Directive:
List every line from the rows below that contains the string "runway", copying each line in full.

=== Excerpted data ===

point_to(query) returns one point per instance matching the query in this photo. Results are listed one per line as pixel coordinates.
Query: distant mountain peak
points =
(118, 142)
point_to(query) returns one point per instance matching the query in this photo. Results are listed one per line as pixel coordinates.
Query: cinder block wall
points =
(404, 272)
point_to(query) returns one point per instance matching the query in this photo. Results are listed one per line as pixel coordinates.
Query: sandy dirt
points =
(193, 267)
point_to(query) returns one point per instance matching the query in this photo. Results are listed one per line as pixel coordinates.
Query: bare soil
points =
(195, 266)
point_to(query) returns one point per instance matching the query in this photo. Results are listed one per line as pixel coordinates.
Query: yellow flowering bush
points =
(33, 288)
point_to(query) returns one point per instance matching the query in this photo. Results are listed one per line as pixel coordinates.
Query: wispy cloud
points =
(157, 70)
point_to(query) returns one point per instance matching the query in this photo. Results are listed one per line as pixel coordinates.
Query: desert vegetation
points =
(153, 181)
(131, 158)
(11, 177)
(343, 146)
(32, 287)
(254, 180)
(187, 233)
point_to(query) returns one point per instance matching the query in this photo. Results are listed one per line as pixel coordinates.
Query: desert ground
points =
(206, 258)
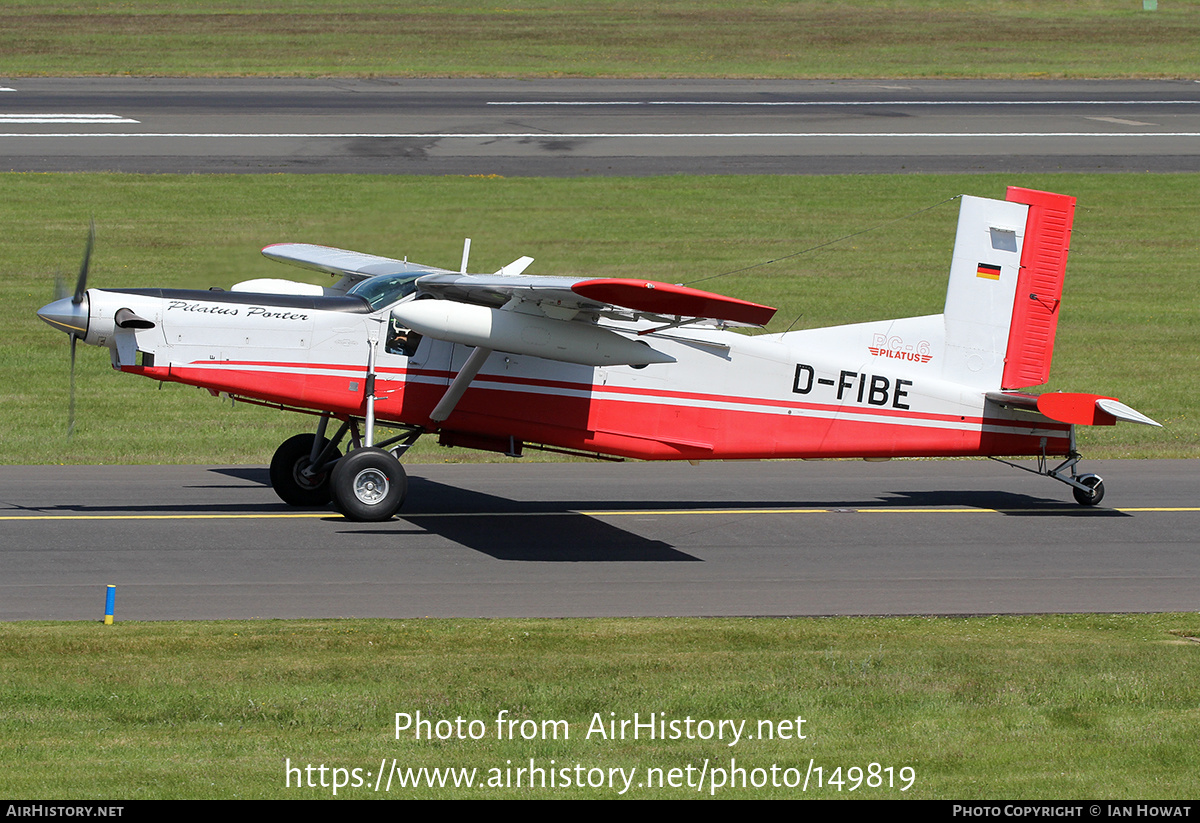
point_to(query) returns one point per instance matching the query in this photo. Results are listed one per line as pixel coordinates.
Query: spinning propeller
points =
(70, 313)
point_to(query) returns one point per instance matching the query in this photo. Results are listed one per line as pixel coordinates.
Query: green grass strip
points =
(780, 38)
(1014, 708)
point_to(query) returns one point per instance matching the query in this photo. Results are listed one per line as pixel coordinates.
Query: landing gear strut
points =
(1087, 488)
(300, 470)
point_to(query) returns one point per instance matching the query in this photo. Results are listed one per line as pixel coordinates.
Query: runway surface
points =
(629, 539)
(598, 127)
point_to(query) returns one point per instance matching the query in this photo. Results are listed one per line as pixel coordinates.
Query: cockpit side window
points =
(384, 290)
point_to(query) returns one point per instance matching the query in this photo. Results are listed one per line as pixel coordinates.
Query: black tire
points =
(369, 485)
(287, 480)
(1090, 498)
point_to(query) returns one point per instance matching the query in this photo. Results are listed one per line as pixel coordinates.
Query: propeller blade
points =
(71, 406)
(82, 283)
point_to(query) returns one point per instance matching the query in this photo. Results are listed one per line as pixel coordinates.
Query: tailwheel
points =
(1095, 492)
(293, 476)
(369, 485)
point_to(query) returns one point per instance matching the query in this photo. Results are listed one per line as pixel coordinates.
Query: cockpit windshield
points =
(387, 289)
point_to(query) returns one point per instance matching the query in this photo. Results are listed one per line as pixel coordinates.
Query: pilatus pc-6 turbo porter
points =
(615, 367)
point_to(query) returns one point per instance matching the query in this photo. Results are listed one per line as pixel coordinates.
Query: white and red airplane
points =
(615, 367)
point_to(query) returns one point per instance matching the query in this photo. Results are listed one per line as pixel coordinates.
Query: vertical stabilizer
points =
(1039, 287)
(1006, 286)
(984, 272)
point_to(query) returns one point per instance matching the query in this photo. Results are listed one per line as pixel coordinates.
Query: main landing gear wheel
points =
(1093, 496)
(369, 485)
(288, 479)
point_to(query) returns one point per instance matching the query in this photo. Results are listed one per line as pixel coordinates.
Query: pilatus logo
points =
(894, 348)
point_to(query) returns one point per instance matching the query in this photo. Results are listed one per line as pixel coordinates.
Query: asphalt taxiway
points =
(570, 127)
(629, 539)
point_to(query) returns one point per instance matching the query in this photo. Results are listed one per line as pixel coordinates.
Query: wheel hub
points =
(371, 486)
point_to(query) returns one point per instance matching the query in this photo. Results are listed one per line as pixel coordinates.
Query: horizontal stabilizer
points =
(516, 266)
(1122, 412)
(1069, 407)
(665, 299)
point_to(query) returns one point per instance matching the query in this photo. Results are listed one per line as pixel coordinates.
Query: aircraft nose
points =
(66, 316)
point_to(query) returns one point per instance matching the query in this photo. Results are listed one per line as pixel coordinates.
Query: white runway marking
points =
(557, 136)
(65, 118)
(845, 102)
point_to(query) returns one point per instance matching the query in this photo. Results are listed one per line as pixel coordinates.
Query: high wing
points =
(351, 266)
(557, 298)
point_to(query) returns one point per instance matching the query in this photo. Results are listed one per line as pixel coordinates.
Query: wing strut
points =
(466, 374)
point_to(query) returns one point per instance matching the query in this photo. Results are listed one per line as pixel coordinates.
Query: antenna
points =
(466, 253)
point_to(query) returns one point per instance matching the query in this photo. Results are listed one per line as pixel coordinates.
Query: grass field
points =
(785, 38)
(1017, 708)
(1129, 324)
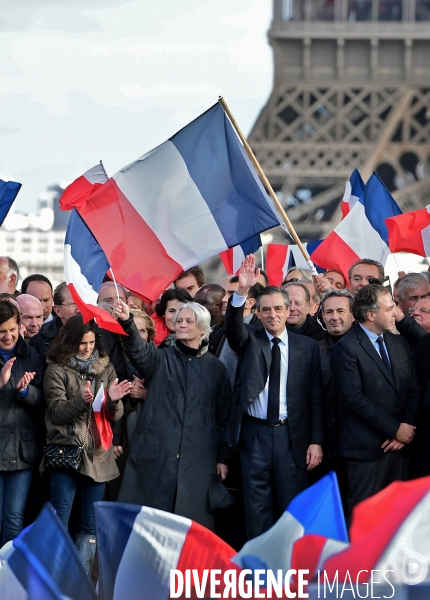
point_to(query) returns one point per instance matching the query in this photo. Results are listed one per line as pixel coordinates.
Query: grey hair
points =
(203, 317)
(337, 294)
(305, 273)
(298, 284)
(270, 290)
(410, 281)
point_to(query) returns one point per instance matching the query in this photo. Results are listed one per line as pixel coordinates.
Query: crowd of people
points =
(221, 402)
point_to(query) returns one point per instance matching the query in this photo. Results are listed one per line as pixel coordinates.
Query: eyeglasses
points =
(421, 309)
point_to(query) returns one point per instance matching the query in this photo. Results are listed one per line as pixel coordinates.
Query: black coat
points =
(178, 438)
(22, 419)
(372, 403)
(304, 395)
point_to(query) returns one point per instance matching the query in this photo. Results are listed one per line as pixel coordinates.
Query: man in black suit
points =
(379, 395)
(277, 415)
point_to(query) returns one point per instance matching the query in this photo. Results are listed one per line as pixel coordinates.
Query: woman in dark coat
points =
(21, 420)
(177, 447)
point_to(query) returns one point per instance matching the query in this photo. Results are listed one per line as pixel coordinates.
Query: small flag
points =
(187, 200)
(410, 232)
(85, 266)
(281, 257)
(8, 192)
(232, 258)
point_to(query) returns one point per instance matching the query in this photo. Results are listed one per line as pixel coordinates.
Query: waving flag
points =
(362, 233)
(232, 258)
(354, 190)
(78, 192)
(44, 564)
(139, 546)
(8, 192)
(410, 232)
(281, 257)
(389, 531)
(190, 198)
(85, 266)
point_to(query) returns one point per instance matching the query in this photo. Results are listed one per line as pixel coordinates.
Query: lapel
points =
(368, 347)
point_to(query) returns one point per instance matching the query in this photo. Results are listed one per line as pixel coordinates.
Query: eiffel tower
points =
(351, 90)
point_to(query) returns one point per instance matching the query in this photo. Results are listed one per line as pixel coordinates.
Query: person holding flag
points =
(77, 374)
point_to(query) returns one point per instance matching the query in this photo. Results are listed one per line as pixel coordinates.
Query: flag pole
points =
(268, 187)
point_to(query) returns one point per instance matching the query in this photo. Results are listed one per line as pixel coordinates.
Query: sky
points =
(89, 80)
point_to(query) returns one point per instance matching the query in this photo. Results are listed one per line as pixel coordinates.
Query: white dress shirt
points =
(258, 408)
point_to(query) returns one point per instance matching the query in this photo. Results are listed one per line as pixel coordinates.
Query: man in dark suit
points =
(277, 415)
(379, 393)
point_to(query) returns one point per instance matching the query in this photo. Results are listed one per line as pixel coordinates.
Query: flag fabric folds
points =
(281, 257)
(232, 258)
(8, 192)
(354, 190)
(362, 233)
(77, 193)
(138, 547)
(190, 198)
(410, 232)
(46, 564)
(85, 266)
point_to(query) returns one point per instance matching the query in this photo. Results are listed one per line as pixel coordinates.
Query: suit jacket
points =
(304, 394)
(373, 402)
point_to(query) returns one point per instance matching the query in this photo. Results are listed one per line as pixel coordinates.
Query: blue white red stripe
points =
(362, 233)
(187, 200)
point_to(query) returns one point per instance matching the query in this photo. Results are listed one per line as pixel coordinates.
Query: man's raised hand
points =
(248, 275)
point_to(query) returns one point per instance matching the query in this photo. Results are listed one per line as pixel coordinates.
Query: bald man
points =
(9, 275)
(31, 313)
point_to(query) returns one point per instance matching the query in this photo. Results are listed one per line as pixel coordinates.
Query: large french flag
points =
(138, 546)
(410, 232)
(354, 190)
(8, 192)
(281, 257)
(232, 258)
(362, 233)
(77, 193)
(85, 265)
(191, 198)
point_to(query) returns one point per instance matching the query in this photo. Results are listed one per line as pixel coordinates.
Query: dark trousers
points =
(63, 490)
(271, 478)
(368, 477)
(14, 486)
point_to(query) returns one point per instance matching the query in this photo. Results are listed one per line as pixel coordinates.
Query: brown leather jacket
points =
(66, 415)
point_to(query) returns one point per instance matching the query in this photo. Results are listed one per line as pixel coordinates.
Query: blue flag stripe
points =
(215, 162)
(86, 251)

===

Response:
Query: runway surface
Query: white runway marking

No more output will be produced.